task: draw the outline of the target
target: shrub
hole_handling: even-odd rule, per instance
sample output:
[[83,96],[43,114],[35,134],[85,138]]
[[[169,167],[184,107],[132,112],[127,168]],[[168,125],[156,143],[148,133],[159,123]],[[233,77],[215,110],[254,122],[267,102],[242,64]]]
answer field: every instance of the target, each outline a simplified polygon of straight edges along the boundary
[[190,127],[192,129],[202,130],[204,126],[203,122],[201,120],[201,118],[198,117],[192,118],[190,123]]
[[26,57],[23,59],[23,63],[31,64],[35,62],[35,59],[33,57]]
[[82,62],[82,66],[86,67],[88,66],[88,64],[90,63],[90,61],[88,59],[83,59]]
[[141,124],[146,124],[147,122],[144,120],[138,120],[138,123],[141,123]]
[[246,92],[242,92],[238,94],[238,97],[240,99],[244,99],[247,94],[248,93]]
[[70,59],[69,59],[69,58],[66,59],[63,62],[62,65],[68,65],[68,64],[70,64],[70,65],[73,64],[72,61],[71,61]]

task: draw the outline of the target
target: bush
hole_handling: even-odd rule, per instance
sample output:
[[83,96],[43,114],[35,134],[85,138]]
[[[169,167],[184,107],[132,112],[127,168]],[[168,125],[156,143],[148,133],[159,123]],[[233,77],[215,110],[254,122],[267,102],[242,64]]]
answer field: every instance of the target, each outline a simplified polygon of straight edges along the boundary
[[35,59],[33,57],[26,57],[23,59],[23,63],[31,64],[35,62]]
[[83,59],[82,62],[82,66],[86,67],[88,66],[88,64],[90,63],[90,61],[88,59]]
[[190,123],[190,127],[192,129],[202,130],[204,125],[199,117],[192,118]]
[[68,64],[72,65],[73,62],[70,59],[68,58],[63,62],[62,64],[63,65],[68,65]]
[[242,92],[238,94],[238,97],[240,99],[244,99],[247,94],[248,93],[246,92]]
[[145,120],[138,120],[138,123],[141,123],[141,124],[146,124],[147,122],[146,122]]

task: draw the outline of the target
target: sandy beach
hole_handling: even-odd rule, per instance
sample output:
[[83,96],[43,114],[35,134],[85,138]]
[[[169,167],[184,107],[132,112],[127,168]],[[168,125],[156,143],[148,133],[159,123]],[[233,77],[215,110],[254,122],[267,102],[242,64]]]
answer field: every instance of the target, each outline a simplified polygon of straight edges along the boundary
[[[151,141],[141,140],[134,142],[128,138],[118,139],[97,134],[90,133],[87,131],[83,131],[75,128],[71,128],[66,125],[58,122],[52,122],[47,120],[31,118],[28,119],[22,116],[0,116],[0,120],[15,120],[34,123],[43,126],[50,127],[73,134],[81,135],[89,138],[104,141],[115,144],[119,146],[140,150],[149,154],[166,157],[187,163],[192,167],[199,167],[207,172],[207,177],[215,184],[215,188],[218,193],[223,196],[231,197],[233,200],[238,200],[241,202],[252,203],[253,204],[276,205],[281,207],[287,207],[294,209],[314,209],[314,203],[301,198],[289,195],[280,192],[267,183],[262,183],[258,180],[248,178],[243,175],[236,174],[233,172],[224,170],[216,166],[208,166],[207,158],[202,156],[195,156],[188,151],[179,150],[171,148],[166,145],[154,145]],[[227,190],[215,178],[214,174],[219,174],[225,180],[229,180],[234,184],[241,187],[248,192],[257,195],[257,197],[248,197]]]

**AIM OF THE TASK**
Copy every entry above again, replacing "draw the outline" with "trace the boundary" and keeping everything else the same.

**ANSWER TO THE PROBLEM**
task: trace the boundary of the target
target: shrub
hole_handling: even-odd rule, per instance
sample output:
[[83,96],[43,114],[35,134],[85,138]]
[[[169,167],[184,107],[132,112],[127,168]],[[168,125],[156,143],[148,133],[159,123]],[[233,77],[215,110],[254,122],[267,102],[242,64]]]
answer field: every instance of the target, each outline a simplified polygon of straight edges along the boundary
[[190,127],[192,129],[202,130],[204,126],[203,122],[201,120],[201,118],[198,117],[192,118],[190,123]]
[[26,57],[23,59],[23,63],[31,64],[35,62],[35,59],[33,57]]
[[82,62],[82,66],[86,67],[88,66],[88,64],[90,63],[90,61],[88,59],[83,59]]
[[141,124],[146,124],[147,122],[144,120],[138,120],[138,123],[141,123]]
[[246,92],[242,92],[238,94],[238,97],[240,99],[244,99],[247,94],[248,93]]
[[70,59],[69,59],[69,58],[66,59],[63,62],[62,65],[68,65],[68,64],[70,64],[70,65],[73,64],[72,61],[71,61]]

task: trace the boundary of the target
target: bush
hole_handling: even-odd rule, per instance
sample output:
[[83,96],[43,114],[35,134],[85,138]]
[[[169,167],[184,107],[132,112],[127,168]],[[168,125],[156,143],[148,133],[159,123]],[[233,77],[215,110],[254,122],[267,102],[242,64]]]
answer field: every instance of the target, each outline a simplified polygon of straight edges along the boundary
[[35,59],[33,57],[26,57],[23,59],[23,63],[31,64],[35,62]]
[[83,59],[82,62],[82,66],[86,67],[88,66],[88,64],[90,63],[90,61],[88,59]]
[[190,123],[190,127],[192,129],[202,130],[204,125],[199,117],[192,118]]
[[68,64],[72,65],[73,62],[70,59],[68,58],[63,62],[62,64],[63,65],[68,65]]
[[242,92],[238,94],[238,97],[240,99],[244,99],[247,94],[248,93],[246,92]]
[[145,120],[138,120],[138,123],[141,123],[141,124],[146,124],[147,122],[146,122]]

task: trace the boundary of the target
target: sandy beach
hole_handling: even-odd rule, per instance
sample output:
[[83,96],[43,114],[35,134],[85,138]]
[[[169,167],[184,107],[132,112],[127,168]],[[168,125],[156,143],[148,133],[159,123]],[[233,77],[215,110],[254,122],[267,102],[242,64]]]
answer field: every instance of the target, each outline a simplified polygon of straight edges along the boundary
[[[151,141],[141,140],[134,142],[128,138],[118,139],[97,134],[90,133],[87,131],[83,131],[75,128],[71,128],[66,125],[58,122],[52,122],[47,120],[31,118],[28,119],[22,116],[0,116],[0,120],[15,120],[34,123],[43,126],[50,127],[73,134],[81,135],[89,138],[104,141],[115,144],[119,146],[140,150],[149,154],[166,157],[187,163],[192,167],[199,167],[207,172],[207,177],[215,184],[215,188],[218,193],[223,196],[231,197],[233,200],[238,200],[241,202],[252,203],[253,204],[276,205],[281,207],[287,207],[294,209],[314,209],[314,203],[301,198],[289,195],[280,192],[267,183],[262,183],[258,180],[248,178],[243,175],[236,174],[233,172],[224,170],[216,166],[208,166],[207,158],[202,156],[195,156],[188,151],[179,150],[171,148],[166,145],[154,145]],[[227,190],[215,178],[214,174],[219,174],[225,180],[229,180],[234,184],[241,187],[248,192],[257,195],[257,197],[248,197]]]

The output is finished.